WORK TO COMPLETE: From the first line to the last, copy the data exactly and drop the pictures.

EXERCISE DATA:

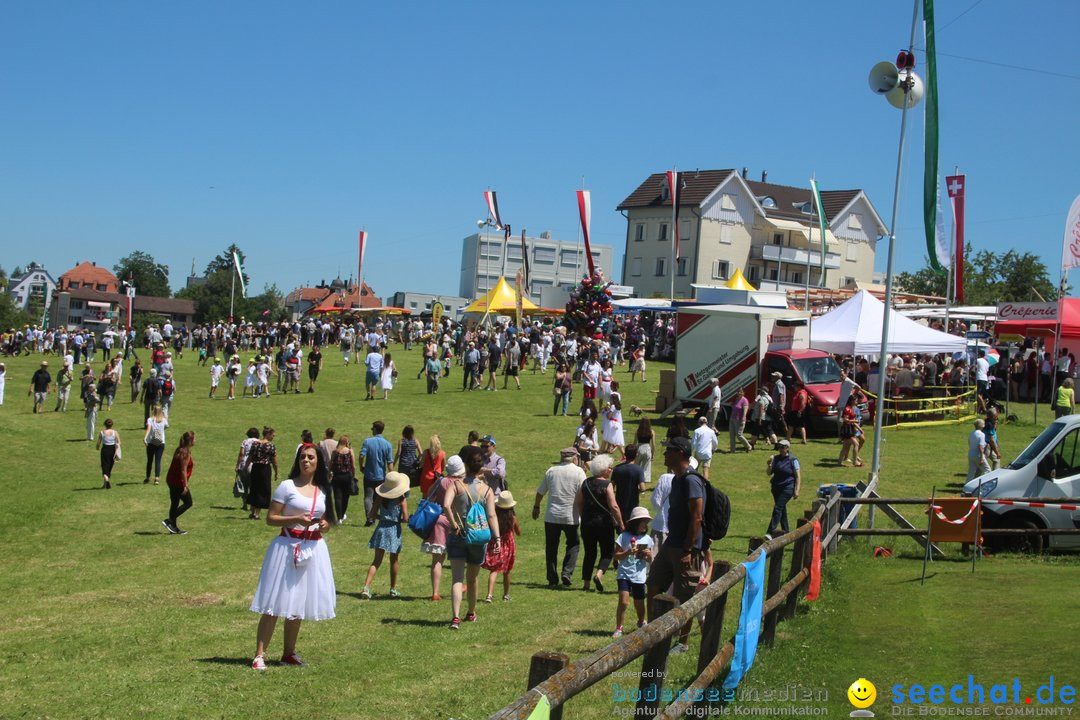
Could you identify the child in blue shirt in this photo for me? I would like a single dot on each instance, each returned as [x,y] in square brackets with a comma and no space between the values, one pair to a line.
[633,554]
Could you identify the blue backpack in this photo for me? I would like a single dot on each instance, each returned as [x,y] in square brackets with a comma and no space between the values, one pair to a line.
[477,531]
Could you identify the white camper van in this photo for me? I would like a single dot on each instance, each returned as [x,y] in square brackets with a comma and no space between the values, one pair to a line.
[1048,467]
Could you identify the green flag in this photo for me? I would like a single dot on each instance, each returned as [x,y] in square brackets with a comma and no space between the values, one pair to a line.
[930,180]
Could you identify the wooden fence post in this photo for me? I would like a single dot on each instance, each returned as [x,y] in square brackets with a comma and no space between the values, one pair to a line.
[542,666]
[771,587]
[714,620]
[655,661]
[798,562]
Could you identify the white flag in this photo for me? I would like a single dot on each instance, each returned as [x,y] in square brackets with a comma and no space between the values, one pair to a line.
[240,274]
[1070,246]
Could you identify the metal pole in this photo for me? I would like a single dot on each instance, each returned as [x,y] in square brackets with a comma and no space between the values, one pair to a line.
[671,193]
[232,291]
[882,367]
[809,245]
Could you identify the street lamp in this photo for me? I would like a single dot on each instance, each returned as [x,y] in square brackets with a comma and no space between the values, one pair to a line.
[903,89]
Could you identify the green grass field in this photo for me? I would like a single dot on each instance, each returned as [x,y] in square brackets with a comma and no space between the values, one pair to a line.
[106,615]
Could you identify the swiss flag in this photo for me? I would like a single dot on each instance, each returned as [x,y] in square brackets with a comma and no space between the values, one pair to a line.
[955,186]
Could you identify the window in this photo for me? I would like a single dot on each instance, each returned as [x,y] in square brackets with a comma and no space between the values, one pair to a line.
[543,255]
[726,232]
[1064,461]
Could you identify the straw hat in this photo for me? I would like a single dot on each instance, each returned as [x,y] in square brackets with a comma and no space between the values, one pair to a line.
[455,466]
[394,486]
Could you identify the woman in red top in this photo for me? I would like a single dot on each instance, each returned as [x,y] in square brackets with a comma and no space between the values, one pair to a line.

WRITTEN ANSWER:
Could you identify the child in blue shirt in this photo for me? I would like a single dot on each instance, each returned as [x,y] in square brackets with a comma and no space between the values, one pair to a line.
[633,554]
Could you identify the blue backpack in this photo for me? I would like a single dot on each instance, each returned as [x,y] in square brackets with a comma and no space between the values, one pair to a line.
[477,531]
Could you identify the white camper van in this photo for me? I would like a single dot on each instance, each returned as [x,y] in square brackets with a comma and no space between the values, one pair to a line.
[1048,467]
Could you identify the green flag in this photo for me? I would like a single dot on each instance, each returned as [x,y] in square brackets with a comma and no space between the values, one pair to a line.
[930,180]
Could you identify the wooden fence post in this photo for me? I would like a single dot on each instance, each returned as [x,y] in square brackets with a comma and no space between the values, one pair to a line.
[542,666]
[771,587]
[714,620]
[655,661]
[798,562]
Could you identify the white flag in this photo for me? I would like a single dot on each instance, each returned as [x,y] in square brackets with a comma and no space between the values, one pair to a line.
[240,274]
[1070,246]
Could you identify the metal pole in this photo for me? I would like a single dot on each instance, each returned as [x,y] in square brackets with a comma and no space between the values, one pair to a line.
[671,193]
[232,291]
[882,367]
[809,245]
Could you identify the street lamp in this photo for me? I would like a single dot on each instance, each returned as [x,y] in square brackets with a comma and no space between the values, one pair to a line.
[903,89]
Could you identify the green grass field in this photo for me? I would like a single dot on each instance, each returned as [x,y] in square brackets with a comma and no space between the values, one pair to a line.
[106,615]
Could you identify the swiss flag in this photo for me? I would like a single dot on each instance, each returned as [x,y] in square brackets with a comma and no space between the values, one pair to a line.
[955,186]
Could you identify the window in this photo for me? I would like a single dot on each instance, each returned as [x,y] in square brackets with a comma and no space between the values, one pair to a line.
[543,255]
[726,232]
[1064,461]
Could you identify the straw hat in this photo for me? I would like a single dot on each instance, each returned as [x,y] in square brackets with a comma and no space between the values, one pair to a line.
[455,466]
[394,486]
Could you identify the woman in red top in this photo for me? I would like a single dot on each instance, each returned as [x,y] in square brackets with a comma and no space between the values, one pair to a line.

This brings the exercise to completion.